• **Task description**
How many lines in the records below contain the string "plate"? Reply with the number alone.

• **Task inputs**
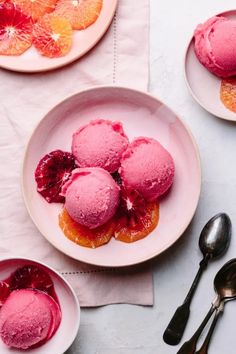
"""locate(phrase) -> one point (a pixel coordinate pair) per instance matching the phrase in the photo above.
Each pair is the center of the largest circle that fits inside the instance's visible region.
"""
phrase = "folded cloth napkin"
(121, 58)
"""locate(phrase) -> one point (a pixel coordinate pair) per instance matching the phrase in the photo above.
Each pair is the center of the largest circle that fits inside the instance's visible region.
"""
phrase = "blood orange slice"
(15, 30)
(52, 171)
(136, 218)
(228, 93)
(52, 36)
(84, 236)
(36, 8)
(80, 13)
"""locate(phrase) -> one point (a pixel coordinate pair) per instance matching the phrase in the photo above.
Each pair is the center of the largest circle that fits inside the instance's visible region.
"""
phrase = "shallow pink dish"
(70, 310)
(83, 41)
(141, 115)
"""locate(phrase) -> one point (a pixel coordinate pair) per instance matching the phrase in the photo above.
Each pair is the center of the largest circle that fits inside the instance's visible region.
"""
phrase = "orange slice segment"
(36, 8)
(80, 13)
(52, 36)
(228, 93)
(84, 236)
(135, 229)
(15, 30)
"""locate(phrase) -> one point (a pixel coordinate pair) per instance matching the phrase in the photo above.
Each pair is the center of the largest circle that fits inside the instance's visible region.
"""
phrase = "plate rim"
(196, 152)
(72, 60)
(223, 117)
(76, 300)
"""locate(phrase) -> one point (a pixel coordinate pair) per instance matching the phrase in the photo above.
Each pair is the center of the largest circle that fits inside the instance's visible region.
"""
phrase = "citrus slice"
(80, 13)
(84, 236)
(52, 36)
(228, 93)
(51, 173)
(36, 8)
(136, 218)
(15, 30)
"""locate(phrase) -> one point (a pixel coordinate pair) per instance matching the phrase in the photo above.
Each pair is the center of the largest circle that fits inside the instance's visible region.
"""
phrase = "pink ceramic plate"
(83, 41)
(204, 86)
(69, 326)
(141, 114)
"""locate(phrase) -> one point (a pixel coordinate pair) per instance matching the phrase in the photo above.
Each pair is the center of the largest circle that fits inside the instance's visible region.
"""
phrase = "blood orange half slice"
(15, 30)
(36, 8)
(84, 236)
(52, 171)
(52, 36)
(228, 93)
(136, 218)
(80, 13)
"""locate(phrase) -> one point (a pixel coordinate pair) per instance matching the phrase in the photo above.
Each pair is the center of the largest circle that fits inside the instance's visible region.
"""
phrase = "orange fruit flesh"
(116, 227)
(36, 8)
(228, 93)
(128, 233)
(80, 13)
(15, 30)
(84, 236)
(52, 36)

• **Complete answer**
2